→ **Provided text**

It is understood in Vajrayana that a student has taken refuge in the Three Jewels and has received the empowerment, the oral reading transmission, and meditation instructions from his or her Lama when embarking in the practice of a Yidam such as Tara. The specific Sadhana we are focusing our attention on during this seminar belongs to Kriya Tantra and is a Terma ("treasure teaching") that was hidden more than a thousand years ago and in the middle of the 19th century was revealed by a Tertön ("a treasure revealer") for the sake of receptive students. Authors often concealed their texts for the benefit of future generations; disciples were engaged in other practices that were appropriate for them during those times. Guru Padmasambhava was the author of the Sadhana of Green Tara that we practice.

Guru Padmasambhava was a highly realized master who established and spread Buddhism in Tibet and neighboring regions in the 8th century and who had many realized disciples. He composed many texts and hid them, knowing that they would be revealed at the right time for the benefit of future generations. Therefore the Sadhana of Green Tara commences with three prayers to Guru Padmasambhava, who is called the Second Buddha. His coming was prophesied and specified by Shakyamuni Buddha. The first and most popular prayer to Guru Padmasambhava is known as "The Seven-line Prayer to Guru Rinpoche" and is also a Terma. The second prayer in the Sadhana of Tara is called "A Praise to His Three Kayas."

The third prayer to Guru Rinpoche in the Sadhana is a sincere praise to the various aspects that he manifested and is a fervent request that he continues manifesting and guiding those disciples whose aim it is to attain enlightenment in their lifetime and to help all living beings attain the same goal. The prayer likens him to various Yidams and Buddhas and states that he is indivisible with them, specifically with Samantabhadra, the primordial Buddha, with Buddha Amitabha, and with Avalokiteshvara, Chenrezig. The many qualities and amazing activities of his body, speech, and mind are described in great detail in the third prayer of Arya Tara's Sadhana.

The 8 main fears are (1) fear of elephants that symbolize ignorance. They were common in India when the text was written and were quite dangerous at certain times of the year, because they would rampage and attack anybody who got in their way. (2) Fear of lions that represent pride. (3) Fear of poisonous snakes that represent jealousy. (4) Fear of the strong current of a river that represents mental and physical attachment. (5) Fear of fire that symbolizes anger and hatred. (6) Fear of ghosts, meaning doubts and confusion. (7) Fear of iron chains that represent desirous grasping and clinging. (8) Fear of robbers, who are similar to wrong views.

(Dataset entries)
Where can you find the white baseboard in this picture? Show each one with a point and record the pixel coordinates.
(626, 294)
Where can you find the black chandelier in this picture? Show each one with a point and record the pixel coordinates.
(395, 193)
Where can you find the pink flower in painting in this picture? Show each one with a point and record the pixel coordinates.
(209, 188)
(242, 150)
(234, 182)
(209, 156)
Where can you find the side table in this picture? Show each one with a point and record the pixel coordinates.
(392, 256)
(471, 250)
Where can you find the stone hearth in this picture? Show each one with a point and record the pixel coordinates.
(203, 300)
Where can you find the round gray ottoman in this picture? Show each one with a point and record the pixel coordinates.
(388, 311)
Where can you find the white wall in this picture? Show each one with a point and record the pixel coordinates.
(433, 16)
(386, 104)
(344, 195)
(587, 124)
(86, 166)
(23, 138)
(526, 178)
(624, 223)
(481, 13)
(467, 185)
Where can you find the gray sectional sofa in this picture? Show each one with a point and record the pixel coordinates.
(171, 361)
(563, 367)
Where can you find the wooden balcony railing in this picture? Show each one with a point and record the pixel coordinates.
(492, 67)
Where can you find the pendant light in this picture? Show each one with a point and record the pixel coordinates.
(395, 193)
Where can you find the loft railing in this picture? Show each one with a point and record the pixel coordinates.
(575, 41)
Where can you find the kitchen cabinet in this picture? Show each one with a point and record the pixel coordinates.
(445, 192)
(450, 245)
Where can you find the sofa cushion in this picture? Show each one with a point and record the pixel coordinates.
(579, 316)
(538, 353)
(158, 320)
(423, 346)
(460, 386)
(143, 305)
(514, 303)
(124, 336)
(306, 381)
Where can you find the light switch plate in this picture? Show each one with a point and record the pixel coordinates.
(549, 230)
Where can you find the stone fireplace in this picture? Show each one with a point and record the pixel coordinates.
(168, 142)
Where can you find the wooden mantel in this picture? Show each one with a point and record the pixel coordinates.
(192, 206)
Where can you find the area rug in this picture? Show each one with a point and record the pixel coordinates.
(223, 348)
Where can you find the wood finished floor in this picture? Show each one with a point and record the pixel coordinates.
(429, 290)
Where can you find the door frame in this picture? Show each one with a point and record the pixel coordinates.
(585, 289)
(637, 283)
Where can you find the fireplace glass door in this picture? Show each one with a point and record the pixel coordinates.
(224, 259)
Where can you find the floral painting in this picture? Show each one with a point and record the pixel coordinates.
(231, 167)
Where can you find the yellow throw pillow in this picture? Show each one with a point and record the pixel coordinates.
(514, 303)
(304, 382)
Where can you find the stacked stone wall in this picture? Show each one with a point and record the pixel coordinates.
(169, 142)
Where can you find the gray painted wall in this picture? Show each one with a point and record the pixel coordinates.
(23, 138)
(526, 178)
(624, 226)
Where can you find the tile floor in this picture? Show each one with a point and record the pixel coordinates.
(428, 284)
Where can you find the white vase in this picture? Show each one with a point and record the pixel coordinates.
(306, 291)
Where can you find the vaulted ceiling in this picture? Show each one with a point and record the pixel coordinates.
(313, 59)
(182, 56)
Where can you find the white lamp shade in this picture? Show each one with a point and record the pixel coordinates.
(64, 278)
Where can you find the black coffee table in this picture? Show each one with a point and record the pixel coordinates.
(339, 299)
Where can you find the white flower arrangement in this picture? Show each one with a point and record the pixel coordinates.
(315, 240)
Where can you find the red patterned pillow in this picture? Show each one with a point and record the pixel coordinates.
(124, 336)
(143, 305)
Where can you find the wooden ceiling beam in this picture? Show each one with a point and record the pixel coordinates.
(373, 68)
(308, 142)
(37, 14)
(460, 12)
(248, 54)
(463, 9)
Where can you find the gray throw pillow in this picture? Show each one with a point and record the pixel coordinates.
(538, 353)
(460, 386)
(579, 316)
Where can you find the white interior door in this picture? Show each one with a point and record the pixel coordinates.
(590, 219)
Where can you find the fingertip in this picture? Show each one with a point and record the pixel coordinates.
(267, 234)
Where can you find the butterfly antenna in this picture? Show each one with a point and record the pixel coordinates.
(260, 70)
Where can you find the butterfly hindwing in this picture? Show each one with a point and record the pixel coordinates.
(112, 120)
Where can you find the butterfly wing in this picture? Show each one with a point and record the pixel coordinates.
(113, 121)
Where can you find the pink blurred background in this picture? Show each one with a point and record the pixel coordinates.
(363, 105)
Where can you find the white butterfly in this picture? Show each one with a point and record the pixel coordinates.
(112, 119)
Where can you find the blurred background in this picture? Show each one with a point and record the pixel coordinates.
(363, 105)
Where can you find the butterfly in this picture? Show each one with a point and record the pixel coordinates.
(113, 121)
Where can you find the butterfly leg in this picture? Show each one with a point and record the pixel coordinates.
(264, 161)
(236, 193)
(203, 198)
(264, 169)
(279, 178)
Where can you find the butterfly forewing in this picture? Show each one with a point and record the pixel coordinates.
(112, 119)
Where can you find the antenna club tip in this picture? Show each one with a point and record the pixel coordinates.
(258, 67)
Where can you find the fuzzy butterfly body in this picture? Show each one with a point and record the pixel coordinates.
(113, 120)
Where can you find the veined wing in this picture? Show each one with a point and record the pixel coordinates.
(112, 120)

→ **Exercise prompt**
Please reproduce the Green Tara passage above from "The 8 main fears" up to and including "to wrong views.".

→ **Exercise response**
The 8 main fears are (1) fear of elephants that symbolize ignorance. They were common in India when the text was written and were quite dangerous at certain times of the year, because they would rampage and attack anybody who got in their way. (2) Fear of lions that represent pride. (3) Fear of poisonous snakes that represent jealousy. (4) Fear of the strong current of a river that represents mental and physical attachment. (5) Fear of fire that symbolizes anger and hatred. (6) Fear of ghosts, meaning doubts and confusion. (7) Fear of iron chains that represent desirous grasping and clinging. (8) Fear of robbers, who are similar to wrong views.